Set problem =
Turn the records below into a JSON list of strings, with one string for each line and blank lines left out.

Dataset records =

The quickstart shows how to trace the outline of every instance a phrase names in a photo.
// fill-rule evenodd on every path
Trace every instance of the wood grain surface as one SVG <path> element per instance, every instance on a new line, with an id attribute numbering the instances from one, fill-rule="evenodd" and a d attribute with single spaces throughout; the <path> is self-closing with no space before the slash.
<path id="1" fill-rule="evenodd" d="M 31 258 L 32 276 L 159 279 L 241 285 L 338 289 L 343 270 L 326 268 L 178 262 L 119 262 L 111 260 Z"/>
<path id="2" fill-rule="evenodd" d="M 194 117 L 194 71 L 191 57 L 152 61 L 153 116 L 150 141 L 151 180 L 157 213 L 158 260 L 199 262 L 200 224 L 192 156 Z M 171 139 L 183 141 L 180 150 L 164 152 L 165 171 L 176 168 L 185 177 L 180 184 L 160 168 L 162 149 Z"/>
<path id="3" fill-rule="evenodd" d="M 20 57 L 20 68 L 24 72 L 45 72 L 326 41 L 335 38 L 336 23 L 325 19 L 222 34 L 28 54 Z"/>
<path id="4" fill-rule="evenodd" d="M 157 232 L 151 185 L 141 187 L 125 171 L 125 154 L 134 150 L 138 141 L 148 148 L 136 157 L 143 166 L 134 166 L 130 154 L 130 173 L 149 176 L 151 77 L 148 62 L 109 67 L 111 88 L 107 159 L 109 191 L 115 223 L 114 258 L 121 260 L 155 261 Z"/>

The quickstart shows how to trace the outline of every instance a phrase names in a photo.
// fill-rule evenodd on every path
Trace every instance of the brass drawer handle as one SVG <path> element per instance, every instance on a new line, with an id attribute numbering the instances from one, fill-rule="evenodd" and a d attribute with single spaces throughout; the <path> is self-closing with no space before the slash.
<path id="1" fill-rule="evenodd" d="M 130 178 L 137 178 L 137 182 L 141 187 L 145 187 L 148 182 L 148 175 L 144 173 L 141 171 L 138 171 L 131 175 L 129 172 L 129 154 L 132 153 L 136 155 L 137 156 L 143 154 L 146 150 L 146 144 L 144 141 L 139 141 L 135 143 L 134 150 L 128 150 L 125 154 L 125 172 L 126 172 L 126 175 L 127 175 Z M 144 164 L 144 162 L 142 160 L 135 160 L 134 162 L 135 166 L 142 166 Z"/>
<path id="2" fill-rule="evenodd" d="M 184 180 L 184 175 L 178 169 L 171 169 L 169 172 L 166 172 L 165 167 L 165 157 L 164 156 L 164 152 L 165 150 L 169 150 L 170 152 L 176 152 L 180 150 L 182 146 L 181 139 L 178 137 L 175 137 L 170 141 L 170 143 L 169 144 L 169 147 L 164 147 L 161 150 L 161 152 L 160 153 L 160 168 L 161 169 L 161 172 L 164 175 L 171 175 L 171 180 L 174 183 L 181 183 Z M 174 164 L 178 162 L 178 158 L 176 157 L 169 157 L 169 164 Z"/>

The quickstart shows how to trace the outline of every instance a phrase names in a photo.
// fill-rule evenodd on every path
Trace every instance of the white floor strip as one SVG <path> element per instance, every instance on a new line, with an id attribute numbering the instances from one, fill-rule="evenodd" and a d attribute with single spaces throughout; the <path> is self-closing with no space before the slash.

Worked answer =
[
  "The quickstart shows how to trace the outline of every instance a phrase names in a photo.",
  "// fill-rule evenodd on every path",
  "Trace every instance of the wood grain surface as one SVG <path> element per instance, every instance on a new line, with an id attribute numbering the instances from one, fill-rule=\"evenodd\" and a d attribute with single spaces throughout; the <path> is self-closing with no space before the slash.",
  "<path id=\"1\" fill-rule=\"evenodd\" d=\"M 31 258 L 32 276 L 159 279 L 241 285 L 338 289 L 343 270 L 326 268 L 178 262 L 119 262 L 111 260 Z\"/>",
  "<path id=\"2\" fill-rule=\"evenodd\" d=\"M 194 117 L 194 71 L 191 57 L 152 61 L 153 116 L 150 141 L 151 180 L 157 213 L 158 260 L 199 262 L 200 224 L 192 156 Z M 171 139 L 183 141 L 180 150 L 164 152 L 165 171 L 176 168 L 185 177 L 180 184 L 160 168 L 162 149 Z\"/>",
  "<path id=\"3\" fill-rule=\"evenodd\" d=\"M 20 57 L 20 68 L 24 72 L 45 72 L 326 41 L 335 38 L 336 23 L 325 19 L 222 34 L 28 54 Z\"/>",
  "<path id=\"4\" fill-rule=\"evenodd\" d=\"M 157 232 L 151 185 L 141 187 L 125 171 L 125 154 L 134 150 L 138 141 L 148 148 L 136 157 L 143 166 L 134 166 L 130 154 L 130 173 L 149 176 L 151 77 L 148 62 L 109 67 L 111 88 L 107 159 L 109 191 L 115 223 L 114 258 L 121 260 L 155 261 Z\"/>",
  "The quickstart shows how to trace the outline of every instance a phrase names in a photo.",
  "// fill-rule evenodd on every path",
  "Trace every instance of the brass drawer handle as one SVG <path> element per instance, every instance on a new line, with an id attribute numbering the instances from one, fill-rule=\"evenodd\" and a d attribute with single spaces throughout; the <path> is self-closing with no space before the slash.",
  "<path id=\"1\" fill-rule=\"evenodd\" d=\"M 130 178 L 137 178 L 137 182 L 141 187 L 145 187 L 148 182 L 148 175 L 144 173 L 141 171 L 138 171 L 131 175 L 129 172 L 129 154 L 132 153 L 136 155 L 137 156 L 143 154 L 146 150 L 146 144 L 144 141 L 139 141 L 135 143 L 134 150 L 128 150 L 125 154 L 125 172 L 126 172 L 126 175 L 127 175 Z M 144 164 L 144 162 L 142 160 L 135 160 L 134 162 L 135 166 L 142 166 Z\"/>",
  "<path id=\"2\" fill-rule=\"evenodd\" d=\"M 184 180 L 184 175 L 178 169 L 171 169 L 169 172 L 166 172 L 165 167 L 165 157 L 164 156 L 164 152 L 165 150 L 169 150 L 170 152 L 176 152 L 180 150 L 182 146 L 181 139 L 178 137 L 175 137 L 170 141 L 170 143 L 169 144 L 169 147 L 164 147 L 161 150 L 161 152 L 160 153 L 160 168 L 161 169 L 161 172 L 164 175 L 171 175 L 171 180 L 174 183 L 181 183 Z M 174 164 L 178 162 L 178 158 L 176 157 L 169 157 L 169 164 Z\"/>",
  "The quickstart shows how to trace the outline of every instance a phrase names in a photo.",
  "// fill-rule evenodd on every path",
  "Trace every instance of the white floor strip as one SVG <path> element per instance, every instance on a new line, with an id attribute numbering the instances from one, fill-rule=\"evenodd\" and a d attribute with single spaces throughout; the <path> is self-closing with no space before the slash."
]